═══ Selected text ═══

An important assembly mechanism for liquid crystals is flow ordering (Fig. 2b,c). Pressing a small amount of GO suspension between two glass slides creates biaxial extensional flow, or squeezing flow, which orients discotic mesogens parallel to the two confining surfaces (Fig. 2b). Again, homeotropic surface anchoring is seen at edges of trapped air bubbles (Fig. 2b), and this surface anchoring templates the vertical alignment of GO layers, which in oscillating shear flow (Fig. 2c) produces optically active “wakes” behind the bubbles. Overall, flow and surface anchoring are dominant factors determining layer orientation in GO liquid crystals.
During our study of GO assembly we observed a surprising drying and rehydration behavior (Figs. 3-5). Figure 3 shows an hourglass droplet (2 mg/ml aqueous GO) undergoing drying between two metal needles. Evaporation causes gradual thinning of the drop until instability in the stretched liquid bridge causes breakage, and surface tension drives collapse of the droplet into thin deposits on the two opposing substrates. Upon re-addition of water, the deposits swell, rise vertically, and return to the same volume and shape as the original droplet before breakage (Fig. 3). This gel-like phase is stable for some minutes, and then slowly redisperses into a GO suspension. This phenomenon occurs if rehydration is carried out soon after drying, or if the deposit is vacuum dried overnight, but not if the deposit is converted from GO to reduced GO by annealing at 450 °C in N2 flow for 15 min. The effect is much less pronounced if the deposits are wetted with ethanol or acetone. The phenomenon is fully repeatable in this geometry, and similar behavior can be seen for droplets suspended in millimeter slits or fine wire rings.

═══ Supplied information ═══

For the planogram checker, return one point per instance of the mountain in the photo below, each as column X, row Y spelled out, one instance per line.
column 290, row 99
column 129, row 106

═══

▶ _Complete the following_:
(a) According to the GO assembly text, what treatment of the deposit stops the rehydration phenomenon from occurring?
(b) Retype the part of the GO assembly text starting at "An important assembly" and ending at "GO liquid crystals.".
(c) List every liquid that the GO assembly text says was added to the dried deposits to wet or rehydrate them.

▶ _Per-task outputs_:
(a) Converting the deposit from GO to reduced GO by annealing at 450 °C in N2 flow for 15 min.

(b)
An important assembly mechanism for liquid crystals is flow ordering (Fig. 2b,c). Pressing a small amount of GO suspension between two glass slides creates biaxial extensional flow, or squeezing flow, which orients discotic mesogens parallel to the two confining surfaces (Fig. 2b). Again, homeotropic surface anchoring is seen at edges of trapped air bubbles (Fig. 2b), and this surface anchoring templates the vertical alignment of GO layers, which in oscillating shear flow (Fig. 2c) produces optically active “wakes” behind the bubbles. Overall, flow and surface anchoring are dominant factors determining layer orientation in GO liquid crystals.

(c) Water, ethanol, acetone